* AIM OF THE TASK:
Reproduce the records below exactly, but only between the lines holding "[point] priest's hand" and "[point] priest in orange", inclusive.

PROVIDED INFORMATION Block Start

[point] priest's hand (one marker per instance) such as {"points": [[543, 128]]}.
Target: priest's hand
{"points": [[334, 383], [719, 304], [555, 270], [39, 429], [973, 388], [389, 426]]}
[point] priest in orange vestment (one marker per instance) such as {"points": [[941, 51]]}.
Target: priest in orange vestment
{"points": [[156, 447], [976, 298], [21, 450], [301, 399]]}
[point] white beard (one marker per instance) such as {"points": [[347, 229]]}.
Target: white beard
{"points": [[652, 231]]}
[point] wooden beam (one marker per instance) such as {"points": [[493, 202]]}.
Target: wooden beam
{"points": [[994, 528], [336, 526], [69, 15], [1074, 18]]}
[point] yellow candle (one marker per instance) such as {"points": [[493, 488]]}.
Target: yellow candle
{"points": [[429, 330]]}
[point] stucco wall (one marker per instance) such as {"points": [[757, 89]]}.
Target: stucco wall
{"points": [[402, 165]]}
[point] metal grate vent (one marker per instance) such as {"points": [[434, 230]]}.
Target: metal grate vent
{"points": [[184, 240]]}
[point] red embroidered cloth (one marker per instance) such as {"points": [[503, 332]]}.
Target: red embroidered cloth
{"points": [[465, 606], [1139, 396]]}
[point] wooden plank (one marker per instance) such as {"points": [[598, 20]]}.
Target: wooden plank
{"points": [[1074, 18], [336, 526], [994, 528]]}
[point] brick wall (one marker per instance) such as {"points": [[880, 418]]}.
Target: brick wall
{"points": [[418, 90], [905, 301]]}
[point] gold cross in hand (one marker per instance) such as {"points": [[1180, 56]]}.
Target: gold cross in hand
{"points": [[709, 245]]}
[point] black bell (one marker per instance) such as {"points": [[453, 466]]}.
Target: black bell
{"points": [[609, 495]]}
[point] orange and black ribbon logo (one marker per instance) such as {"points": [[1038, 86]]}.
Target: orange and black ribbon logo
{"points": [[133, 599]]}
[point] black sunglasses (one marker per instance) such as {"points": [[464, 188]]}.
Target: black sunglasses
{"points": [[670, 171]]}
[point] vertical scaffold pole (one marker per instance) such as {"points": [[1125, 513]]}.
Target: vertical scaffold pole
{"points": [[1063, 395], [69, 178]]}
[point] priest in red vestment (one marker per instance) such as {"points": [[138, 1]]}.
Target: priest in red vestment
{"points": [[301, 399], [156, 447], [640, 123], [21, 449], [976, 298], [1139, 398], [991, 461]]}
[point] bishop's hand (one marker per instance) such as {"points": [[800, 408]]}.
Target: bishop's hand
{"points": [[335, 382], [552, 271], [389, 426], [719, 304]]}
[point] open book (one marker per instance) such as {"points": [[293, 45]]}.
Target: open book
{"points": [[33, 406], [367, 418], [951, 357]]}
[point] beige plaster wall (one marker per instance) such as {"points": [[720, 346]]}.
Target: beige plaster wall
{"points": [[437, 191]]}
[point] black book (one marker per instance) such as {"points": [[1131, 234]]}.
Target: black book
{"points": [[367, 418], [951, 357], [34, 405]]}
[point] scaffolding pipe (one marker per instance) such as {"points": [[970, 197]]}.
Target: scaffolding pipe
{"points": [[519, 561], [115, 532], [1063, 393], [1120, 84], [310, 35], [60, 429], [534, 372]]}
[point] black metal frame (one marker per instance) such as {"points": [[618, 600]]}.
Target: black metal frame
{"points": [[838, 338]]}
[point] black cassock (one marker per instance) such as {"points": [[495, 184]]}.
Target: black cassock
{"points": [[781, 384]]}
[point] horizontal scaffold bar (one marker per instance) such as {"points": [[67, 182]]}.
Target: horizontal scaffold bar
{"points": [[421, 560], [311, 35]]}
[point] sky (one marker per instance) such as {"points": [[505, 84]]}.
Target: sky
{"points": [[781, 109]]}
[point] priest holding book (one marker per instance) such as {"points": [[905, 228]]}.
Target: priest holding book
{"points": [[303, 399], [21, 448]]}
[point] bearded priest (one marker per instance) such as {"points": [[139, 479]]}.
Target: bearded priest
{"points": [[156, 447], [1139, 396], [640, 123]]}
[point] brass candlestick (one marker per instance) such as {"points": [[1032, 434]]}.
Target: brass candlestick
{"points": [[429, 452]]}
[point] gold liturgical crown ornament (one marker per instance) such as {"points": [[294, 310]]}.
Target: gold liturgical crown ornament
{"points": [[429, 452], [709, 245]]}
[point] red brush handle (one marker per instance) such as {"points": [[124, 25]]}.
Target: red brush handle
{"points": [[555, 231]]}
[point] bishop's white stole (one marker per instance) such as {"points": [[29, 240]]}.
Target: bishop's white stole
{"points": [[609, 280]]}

PROVIDED INFORMATION Block End
PROVIDED INFORMATION Block Start

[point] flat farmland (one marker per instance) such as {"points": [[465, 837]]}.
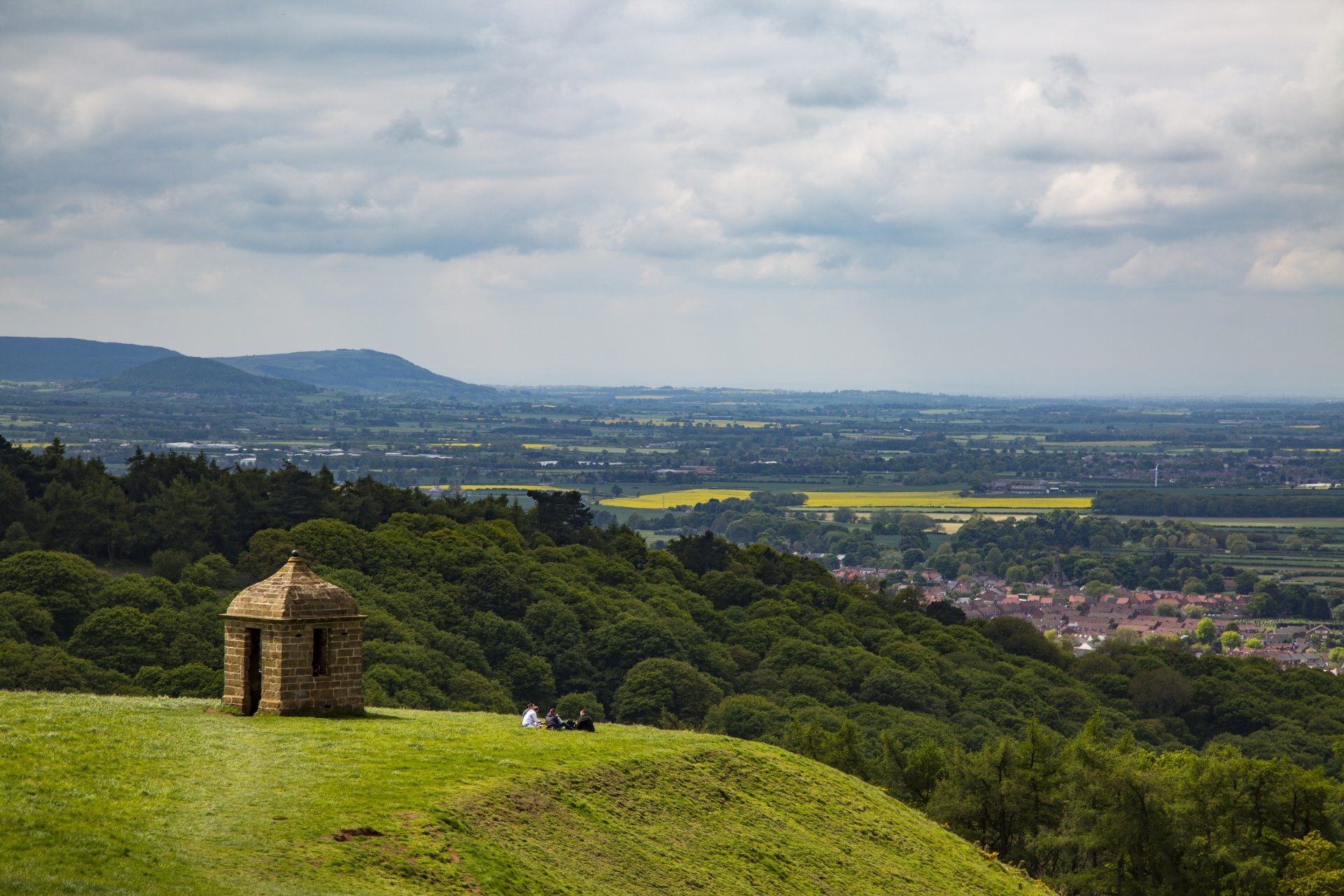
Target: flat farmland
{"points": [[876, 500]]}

PROVIDED INFORMATION Block End

* COMPLETED TASK:
[point] priest's hand (one marker per instance) such as {"points": [[543, 128]]}.
Target: priest's hand
{"points": [[334, 383], [719, 304], [555, 270], [39, 429], [973, 388], [389, 426]]}
[point] priest in orange vestment (one marker per instance) such as {"points": [[941, 51]]}.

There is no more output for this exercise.